_Written problem:_ Arrange the lines below as a numbered list, starting with the first line and ending after the one that contains "237, 400, 316, 471", and leave out any blank lines.
#####
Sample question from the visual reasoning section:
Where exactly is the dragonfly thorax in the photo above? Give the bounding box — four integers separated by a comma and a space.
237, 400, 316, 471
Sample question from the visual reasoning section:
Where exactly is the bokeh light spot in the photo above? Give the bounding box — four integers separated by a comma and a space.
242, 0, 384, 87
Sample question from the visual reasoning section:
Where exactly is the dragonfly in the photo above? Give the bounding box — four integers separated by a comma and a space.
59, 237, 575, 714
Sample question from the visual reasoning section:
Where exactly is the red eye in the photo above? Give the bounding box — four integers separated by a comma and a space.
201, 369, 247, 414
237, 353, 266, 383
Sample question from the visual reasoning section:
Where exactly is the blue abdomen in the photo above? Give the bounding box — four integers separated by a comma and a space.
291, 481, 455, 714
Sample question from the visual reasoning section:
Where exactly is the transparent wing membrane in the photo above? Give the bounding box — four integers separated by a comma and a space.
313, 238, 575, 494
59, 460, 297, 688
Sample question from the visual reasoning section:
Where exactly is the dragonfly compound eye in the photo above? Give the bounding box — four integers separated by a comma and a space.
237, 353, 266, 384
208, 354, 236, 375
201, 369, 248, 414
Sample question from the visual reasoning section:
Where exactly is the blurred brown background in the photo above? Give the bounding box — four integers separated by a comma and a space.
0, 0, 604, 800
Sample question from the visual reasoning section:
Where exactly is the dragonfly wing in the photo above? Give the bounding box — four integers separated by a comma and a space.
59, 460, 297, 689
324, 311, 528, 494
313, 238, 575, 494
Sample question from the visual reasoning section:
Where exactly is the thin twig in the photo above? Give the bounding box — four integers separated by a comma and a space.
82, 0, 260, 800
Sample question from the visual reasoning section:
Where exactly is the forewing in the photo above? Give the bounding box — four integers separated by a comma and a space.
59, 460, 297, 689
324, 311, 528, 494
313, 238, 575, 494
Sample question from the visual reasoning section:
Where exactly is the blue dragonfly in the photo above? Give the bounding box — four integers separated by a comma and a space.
#####
_Output:_
1. Sample question from the visual reasoning section:
2. Where exactly is the dragonfly thorax in the photo above? Give the bounding box — four integers separated by a comma and a space.
3. 237, 400, 316, 471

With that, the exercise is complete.